§ Records for the task:
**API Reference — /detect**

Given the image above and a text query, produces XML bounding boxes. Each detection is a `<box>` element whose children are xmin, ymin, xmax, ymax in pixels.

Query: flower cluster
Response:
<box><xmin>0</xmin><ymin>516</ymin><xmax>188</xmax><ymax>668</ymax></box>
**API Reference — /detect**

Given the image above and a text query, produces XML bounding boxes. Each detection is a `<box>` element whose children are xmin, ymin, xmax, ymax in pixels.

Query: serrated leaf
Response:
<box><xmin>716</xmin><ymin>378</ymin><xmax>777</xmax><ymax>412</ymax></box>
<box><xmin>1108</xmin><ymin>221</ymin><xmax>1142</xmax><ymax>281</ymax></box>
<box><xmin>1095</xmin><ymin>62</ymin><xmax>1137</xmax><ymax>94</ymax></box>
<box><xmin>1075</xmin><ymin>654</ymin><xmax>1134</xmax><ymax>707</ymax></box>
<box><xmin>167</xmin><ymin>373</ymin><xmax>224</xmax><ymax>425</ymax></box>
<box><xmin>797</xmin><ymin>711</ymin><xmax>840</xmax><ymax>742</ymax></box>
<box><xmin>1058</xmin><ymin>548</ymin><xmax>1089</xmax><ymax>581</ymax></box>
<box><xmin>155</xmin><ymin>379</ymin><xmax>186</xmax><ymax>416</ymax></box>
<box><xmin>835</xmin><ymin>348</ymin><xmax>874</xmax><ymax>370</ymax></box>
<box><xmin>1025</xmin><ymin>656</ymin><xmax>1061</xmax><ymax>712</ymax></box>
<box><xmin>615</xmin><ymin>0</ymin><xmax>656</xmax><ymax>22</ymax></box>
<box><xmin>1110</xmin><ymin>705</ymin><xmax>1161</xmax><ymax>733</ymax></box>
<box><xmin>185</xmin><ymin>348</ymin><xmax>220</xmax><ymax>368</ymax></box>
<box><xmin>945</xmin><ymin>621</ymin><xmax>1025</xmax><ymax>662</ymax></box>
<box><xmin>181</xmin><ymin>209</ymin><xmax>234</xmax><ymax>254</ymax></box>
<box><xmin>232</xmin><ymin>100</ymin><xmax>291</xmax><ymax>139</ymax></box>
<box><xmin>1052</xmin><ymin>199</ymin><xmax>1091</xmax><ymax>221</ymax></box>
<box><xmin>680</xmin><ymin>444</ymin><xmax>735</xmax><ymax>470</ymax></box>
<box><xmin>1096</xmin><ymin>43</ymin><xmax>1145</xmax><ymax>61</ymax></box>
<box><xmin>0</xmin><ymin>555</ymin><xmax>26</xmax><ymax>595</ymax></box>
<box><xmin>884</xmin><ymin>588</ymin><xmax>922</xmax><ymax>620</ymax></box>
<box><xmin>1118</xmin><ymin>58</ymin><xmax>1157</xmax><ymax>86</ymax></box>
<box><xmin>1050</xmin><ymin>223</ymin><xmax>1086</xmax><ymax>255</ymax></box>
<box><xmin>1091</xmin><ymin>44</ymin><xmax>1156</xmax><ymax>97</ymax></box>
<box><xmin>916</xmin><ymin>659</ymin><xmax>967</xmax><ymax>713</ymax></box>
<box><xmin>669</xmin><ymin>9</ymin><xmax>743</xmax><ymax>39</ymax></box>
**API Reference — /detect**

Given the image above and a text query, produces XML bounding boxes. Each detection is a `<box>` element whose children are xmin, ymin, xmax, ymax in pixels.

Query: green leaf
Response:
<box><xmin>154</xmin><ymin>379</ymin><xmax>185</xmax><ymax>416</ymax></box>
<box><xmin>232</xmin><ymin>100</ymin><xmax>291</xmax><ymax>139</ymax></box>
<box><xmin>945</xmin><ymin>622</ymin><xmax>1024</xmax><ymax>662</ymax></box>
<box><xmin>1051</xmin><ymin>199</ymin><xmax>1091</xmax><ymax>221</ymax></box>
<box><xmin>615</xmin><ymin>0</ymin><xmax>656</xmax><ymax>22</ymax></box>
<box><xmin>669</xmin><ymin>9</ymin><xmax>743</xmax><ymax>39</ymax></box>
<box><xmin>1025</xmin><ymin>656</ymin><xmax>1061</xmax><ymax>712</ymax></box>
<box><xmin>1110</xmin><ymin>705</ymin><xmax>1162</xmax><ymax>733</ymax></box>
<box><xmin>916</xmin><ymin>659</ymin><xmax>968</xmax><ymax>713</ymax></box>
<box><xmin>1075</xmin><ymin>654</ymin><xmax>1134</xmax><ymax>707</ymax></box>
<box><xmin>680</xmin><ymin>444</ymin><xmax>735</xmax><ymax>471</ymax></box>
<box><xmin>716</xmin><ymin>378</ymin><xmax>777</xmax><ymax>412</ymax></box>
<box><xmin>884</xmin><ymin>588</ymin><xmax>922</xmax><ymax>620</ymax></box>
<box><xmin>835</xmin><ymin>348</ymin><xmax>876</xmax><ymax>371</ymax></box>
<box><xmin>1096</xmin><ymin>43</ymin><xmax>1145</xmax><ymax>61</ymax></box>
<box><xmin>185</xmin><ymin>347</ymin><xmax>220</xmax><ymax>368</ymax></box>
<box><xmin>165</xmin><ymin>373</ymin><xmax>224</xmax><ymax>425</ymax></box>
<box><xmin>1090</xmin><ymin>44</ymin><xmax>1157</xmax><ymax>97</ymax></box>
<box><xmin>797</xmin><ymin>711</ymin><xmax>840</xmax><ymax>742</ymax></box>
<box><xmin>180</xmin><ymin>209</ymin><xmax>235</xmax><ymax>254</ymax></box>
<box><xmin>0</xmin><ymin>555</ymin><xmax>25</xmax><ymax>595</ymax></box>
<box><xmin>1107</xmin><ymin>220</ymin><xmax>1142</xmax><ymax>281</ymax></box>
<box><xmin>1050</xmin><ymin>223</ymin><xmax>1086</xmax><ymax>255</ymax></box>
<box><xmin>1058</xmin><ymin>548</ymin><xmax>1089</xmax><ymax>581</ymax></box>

§ Exercise brief: The listing above must be transcribed exactly, line by line.

§ Output below:
**API Reference — /detect**

Given the image above and a text query, produces XML bounding boxes. Each detection is a `<box>` element whose children are xmin, ymin, xmax, ymax in pixels.

Query: flower cluster
Response:
<box><xmin>0</xmin><ymin>516</ymin><xmax>188</xmax><ymax>668</ymax></box>
**API Reference — /detect**

Given the image above and a text query, produces XML bounding boxes. Each detection is a `<box>` element whose children are xmin, ymin, xmax, ymax in pixels.

Query: serrated leaf
Response:
<box><xmin>716</xmin><ymin>378</ymin><xmax>777</xmax><ymax>412</ymax></box>
<box><xmin>1108</xmin><ymin>221</ymin><xmax>1142</xmax><ymax>281</ymax></box>
<box><xmin>1095</xmin><ymin>62</ymin><xmax>1137</xmax><ymax>94</ymax></box>
<box><xmin>1075</xmin><ymin>654</ymin><xmax>1134</xmax><ymax>707</ymax></box>
<box><xmin>167</xmin><ymin>373</ymin><xmax>224</xmax><ymax>425</ymax></box>
<box><xmin>797</xmin><ymin>711</ymin><xmax>840</xmax><ymax>742</ymax></box>
<box><xmin>1058</xmin><ymin>548</ymin><xmax>1089</xmax><ymax>581</ymax></box>
<box><xmin>155</xmin><ymin>379</ymin><xmax>186</xmax><ymax>416</ymax></box>
<box><xmin>835</xmin><ymin>348</ymin><xmax>874</xmax><ymax>370</ymax></box>
<box><xmin>1025</xmin><ymin>656</ymin><xmax>1061</xmax><ymax>712</ymax></box>
<box><xmin>615</xmin><ymin>0</ymin><xmax>656</xmax><ymax>22</ymax></box>
<box><xmin>1110</xmin><ymin>705</ymin><xmax>1161</xmax><ymax>733</ymax></box>
<box><xmin>185</xmin><ymin>348</ymin><xmax>220</xmax><ymax>368</ymax></box>
<box><xmin>945</xmin><ymin>621</ymin><xmax>1025</xmax><ymax>662</ymax></box>
<box><xmin>181</xmin><ymin>209</ymin><xmax>234</xmax><ymax>254</ymax></box>
<box><xmin>232</xmin><ymin>100</ymin><xmax>291</xmax><ymax>139</ymax></box>
<box><xmin>1052</xmin><ymin>199</ymin><xmax>1091</xmax><ymax>221</ymax></box>
<box><xmin>680</xmin><ymin>444</ymin><xmax>735</xmax><ymax>470</ymax></box>
<box><xmin>1096</xmin><ymin>43</ymin><xmax>1145</xmax><ymax>61</ymax></box>
<box><xmin>0</xmin><ymin>555</ymin><xmax>26</xmax><ymax>595</ymax></box>
<box><xmin>884</xmin><ymin>588</ymin><xmax>922</xmax><ymax>620</ymax></box>
<box><xmin>1118</xmin><ymin>58</ymin><xmax>1157</xmax><ymax>86</ymax></box>
<box><xmin>1050</xmin><ymin>223</ymin><xmax>1086</xmax><ymax>255</ymax></box>
<box><xmin>1091</xmin><ymin>44</ymin><xmax>1156</xmax><ymax>97</ymax></box>
<box><xmin>916</xmin><ymin>659</ymin><xmax>967</xmax><ymax>713</ymax></box>
<box><xmin>669</xmin><ymin>9</ymin><xmax>743</xmax><ymax>39</ymax></box>
**API Reference — /detect**

Given the image above and a text query, produces XML bounding boxes. Each detection is a `<box>` element whose children are xmin, ymin, xmax, ymax in pixels.

Query: green leaf
Response:
<box><xmin>154</xmin><ymin>379</ymin><xmax>185</xmax><ymax>416</ymax></box>
<box><xmin>232</xmin><ymin>100</ymin><xmax>291</xmax><ymax>139</ymax></box>
<box><xmin>945</xmin><ymin>622</ymin><xmax>1024</xmax><ymax>662</ymax></box>
<box><xmin>1051</xmin><ymin>199</ymin><xmax>1091</xmax><ymax>221</ymax></box>
<box><xmin>615</xmin><ymin>0</ymin><xmax>656</xmax><ymax>22</ymax></box>
<box><xmin>669</xmin><ymin>9</ymin><xmax>743</xmax><ymax>39</ymax></box>
<box><xmin>1025</xmin><ymin>656</ymin><xmax>1061</xmax><ymax>712</ymax></box>
<box><xmin>1110</xmin><ymin>705</ymin><xmax>1162</xmax><ymax>733</ymax></box>
<box><xmin>916</xmin><ymin>659</ymin><xmax>968</xmax><ymax>713</ymax></box>
<box><xmin>1075</xmin><ymin>654</ymin><xmax>1134</xmax><ymax>707</ymax></box>
<box><xmin>680</xmin><ymin>444</ymin><xmax>735</xmax><ymax>471</ymax></box>
<box><xmin>716</xmin><ymin>378</ymin><xmax>777</xmax><ymax>412</ymax></box>
<box><xmin>884</xmin><ymin>588</ymin><xmax>922</xmax><ymax>620</ymax></box>
<box><xmin>835</xmin><ymin>348</ymin><xmax>876</xmax><ymax>371</ymax></box>
<box><xmin>1096</xmin><ymin>43</ymin><xmax>1145</xmax><ymax>61</ymax></box>
<box><xmin>185</xmin><ymin>347</ymin><xmax>220</xmax><ymax>368</ymax></box>
<box><xmin>165</xmin><ymin>373</ymin><xmax>224</xmax><ymax>425</ymax></box>
<box><xmin>1090</xmin><ymin>44</ymin><xmax>1157</xmax><ymax>97</ymax></box>
<box><xmin>797</xmin><ymin>711</ymin><xmax>840</xmax><ymax>742</ymax></box>
<box><xmin>180</xmin><ymin>209</ymin><xmax>235</xmax><ymax>254</ymax></box>
<box><xmin>0</xmin><ymin>555</ymin><xmax>25</xmax><ymax>595</ymax></box>
<box><xmin>1107</xmin><ymin>220</ymin><xmax>1142</xmax><ymax>281</ymax></box>
<box><xmin>1050</xmin><ymin>223</ymin><xmax>1086</xmax><ymax>255</ymax></box>
<box><xmin>1058</xmin><ymin>548</ymin><xmax>1089</xmax><ymax>581</ymax></box>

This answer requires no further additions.